• **Instructions to follow**: Copy each line below exactly and leave the pictures out.

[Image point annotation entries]

_ _ _ _

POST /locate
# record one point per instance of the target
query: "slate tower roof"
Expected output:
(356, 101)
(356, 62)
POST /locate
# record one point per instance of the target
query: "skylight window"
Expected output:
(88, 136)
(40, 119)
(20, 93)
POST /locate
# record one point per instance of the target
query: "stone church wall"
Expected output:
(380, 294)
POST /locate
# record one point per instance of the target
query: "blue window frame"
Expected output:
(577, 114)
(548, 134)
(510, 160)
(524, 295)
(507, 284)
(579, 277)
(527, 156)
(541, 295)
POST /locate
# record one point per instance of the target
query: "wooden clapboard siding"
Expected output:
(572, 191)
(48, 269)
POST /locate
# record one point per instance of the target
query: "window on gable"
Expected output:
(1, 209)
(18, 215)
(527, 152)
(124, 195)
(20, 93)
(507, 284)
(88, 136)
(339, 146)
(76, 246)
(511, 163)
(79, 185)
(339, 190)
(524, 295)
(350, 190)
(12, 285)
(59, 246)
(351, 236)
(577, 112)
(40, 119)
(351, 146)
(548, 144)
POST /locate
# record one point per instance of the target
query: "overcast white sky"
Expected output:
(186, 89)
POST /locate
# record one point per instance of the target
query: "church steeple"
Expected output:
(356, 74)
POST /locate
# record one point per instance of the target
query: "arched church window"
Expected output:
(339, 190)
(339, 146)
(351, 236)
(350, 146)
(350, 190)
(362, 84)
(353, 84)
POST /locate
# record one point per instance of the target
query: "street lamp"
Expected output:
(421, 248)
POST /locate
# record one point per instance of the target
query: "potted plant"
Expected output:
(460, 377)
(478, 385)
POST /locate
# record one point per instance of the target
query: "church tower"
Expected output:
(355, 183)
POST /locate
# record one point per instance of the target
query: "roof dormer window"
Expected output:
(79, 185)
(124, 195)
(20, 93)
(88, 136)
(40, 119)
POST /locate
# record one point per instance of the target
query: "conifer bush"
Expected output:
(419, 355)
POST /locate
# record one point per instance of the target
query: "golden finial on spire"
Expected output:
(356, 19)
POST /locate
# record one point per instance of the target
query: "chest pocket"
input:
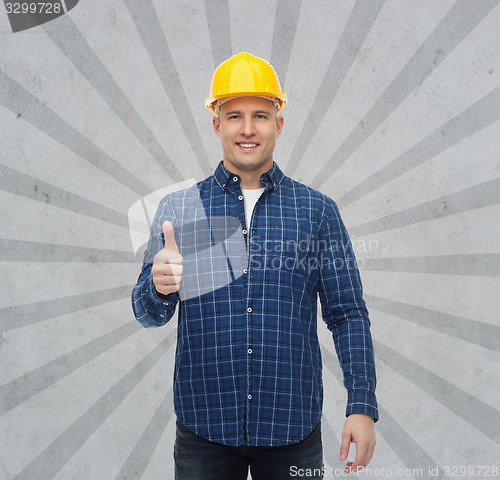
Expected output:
(288, 247)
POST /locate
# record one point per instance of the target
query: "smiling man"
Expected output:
(248, 390)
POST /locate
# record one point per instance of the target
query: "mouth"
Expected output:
(247, 146)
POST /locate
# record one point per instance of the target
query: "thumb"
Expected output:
(168, 232)
(344, 446)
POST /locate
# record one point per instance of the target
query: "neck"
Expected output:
(250, 179)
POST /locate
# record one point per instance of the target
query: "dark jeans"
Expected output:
(198, 458)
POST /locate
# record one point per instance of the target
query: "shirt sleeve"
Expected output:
(345, 313)
(150, 308)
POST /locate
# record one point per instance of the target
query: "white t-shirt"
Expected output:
(250, 198)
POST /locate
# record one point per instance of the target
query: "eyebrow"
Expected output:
(267, 112)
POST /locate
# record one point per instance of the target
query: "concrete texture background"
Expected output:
(394, 112)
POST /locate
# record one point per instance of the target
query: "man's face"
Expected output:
(248, 128)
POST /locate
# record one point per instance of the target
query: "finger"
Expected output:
(369, 453)
(360, 459)
(170, 269)
(344, 446)
(168, 233)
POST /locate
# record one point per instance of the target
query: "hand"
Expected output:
(167, 264)
(359, 429)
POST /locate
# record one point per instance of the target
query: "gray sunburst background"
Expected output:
(394, 112)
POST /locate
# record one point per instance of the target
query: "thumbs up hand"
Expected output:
(167, 264)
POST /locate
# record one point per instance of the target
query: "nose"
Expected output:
(247, 127)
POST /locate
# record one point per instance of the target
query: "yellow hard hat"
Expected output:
(245, 75)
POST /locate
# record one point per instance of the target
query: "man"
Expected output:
(248, 381)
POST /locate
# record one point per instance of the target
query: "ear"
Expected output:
(216, 125)
(279, 125)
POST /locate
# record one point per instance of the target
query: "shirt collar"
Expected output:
(270, 179)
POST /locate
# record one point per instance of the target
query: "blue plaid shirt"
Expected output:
(248, 368)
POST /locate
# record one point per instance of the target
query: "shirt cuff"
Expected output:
(362, 401)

_ _ _ _

• **Answer to the task**:
POST /locate
# record one point per instance of the target
query: "slate tower roof"
Expected output:
(356, 101)
(356, 62)
POST /locate
# record one point per instance of the target
query: "skylight window"
Expected output:
(88, 136)
(40, 119)
(20, 93)
POST /locate
# record one point per instance of the target
query: "stone church wall"
Expected output:
(380, 294)
POST /locate
# record one point per instance of the target
query: "blue window frame"
Expected output:
(577, 114)
(548, 134)
(510, 160)
(524, 295)
(507, 284)
(579, 277)
(527, 156)
(541, 295)
POST /locate
# record one point per instance of the target
query: "wooden clapboard siding"
Expected output:
(572, 191)
(48, 269)
POST /locate
# record one point per instance of the target
query: "window on gable"
Expected output:
(1, 209)
(18, 215)
(527, 152)
(124, 195)
(20, 93)
(507, 284)
(88, 136)
(339, 146)
(76, 246)
(511, 163)
(79, 185)
(339, 190)
(524, 295)
(350, 190)
(12, 285)
(59, 246)
(351, 236)
(577, 112)
(40, 119)
(351, 146)
(548, 144)
POST /locate
# record one point per instance of the target
query: "overcast white sky"
Expected output:
(186, 89)
POST /locate
# record one point per instance of the target
query: "church steeple"
Expected output:
(356, 74)
POST /locate
# record one point per instance of the target
query: "arched church window"
Expected output:
(339, 190)
(339, 146)
(351, 236)
(350, 146)
(350, 190)
(362, 84)
(353, 84)
POST /locate
# record one point per instance of the target
query: "street lamp"
Expected output:
(421, 248)
POST /locate
# record one point per instance of the target
query: "potted plant"
Expected output:
(460, 377)
(478, 385)
POST /locate
# record one point per instance of the target
query: "church tower"
Expected output:
(355, 183)
POST /locate
# record one point per instance of the target
query: "roof dormer window"
Expected output:
(79, 185)
(124, 195)
(20, 93)
(88, 136)
(40, 119)
POST /locate
# record one point per instance of the target
query: "conifer bush"
Expected output:
(419, 355)
POST /locate
# record one point per instance of the target
query: "golden finial on spire"
Expected output:
(356, 19)
POST /locate
# record one point per instance of the target
query: "chest pocket"
input:
Expected output:
(288, 247)
POST /locate
# record one point per instance of the target
query: "smiling man"
Expected output:
(248, 390)
POST /locate
# record one point per instance of the target
query: "mouth"
Expected output:
(247, 146)
POST /locate
# record one point per instance of the target
query: "thumb"
Expected output:
(168, 232)
(344, 446)
POST /locate
# record one point per instance of the target
query: "neck"
Expected output:
(250, 179)
POST /locate
# record one point per instance of the target
query: "dark jeans"
Expected output:
(198, 458)
POST /locate
# record one point per instance of the target
query: "shirt sleeve"
Expected output:
(345, 313)
(150, 308)
POST /locate
# record one point per instance of the target
query: "white t-shirt"
Expected output:
(250, 198)
POST /locate
# record one point per instance of the target
query: "eyebrow"
Expected output:
(267, 112)
POST /locate
# record one point per instance of the target
query: "concrete texture background"
Expected output:
(394, 112)
POST /locate
# record one point per instance of the target
query: "man's face"
Expected output:
(248, 128)
POST /locate
# record one point per instance of the target
query: "finger"
Expected output:
(369, 453)
(360, 459)
(170, 269)
(344, 446)
(168, 233)
POST /locate
# record one point per instance of the target
query: "hand"
Expected output:
(167, 264)
(359, 429)
POST /locate
# record one point per instance of the target
query: "gray sunburst background"
Expected output:
(394, 112)
POST /locate
# record one point per instance of the target
query: "thumbs up hand"
Expected output:
(167, 264)
POST /locate
# record one point per instance of the target
query: "nose"
Expected output:
(247, 127)
POST /locate
# record one point per instance of the target
query: "yellow hard hat"
Expected output:
(245, 75)
POST /locate
# record one point per instance of the target
query: "man"
Expected output:
(248, 381)
POST /locate
# record one point per instance of the target
query: "ear"
Expected output:
(216, 125)
(279, 125)
POST /locate
# record one point per instance of the target
query: "shirt collar"
Expected output:
(270, 179)
POST /locate
# record one point per instance of the target
query: "blue plaid shirt"
Expected output:
(248, 368)
POST /locate
# record one point per instance of the target
query: "shirt cuff"
Expected output:
(362, 401)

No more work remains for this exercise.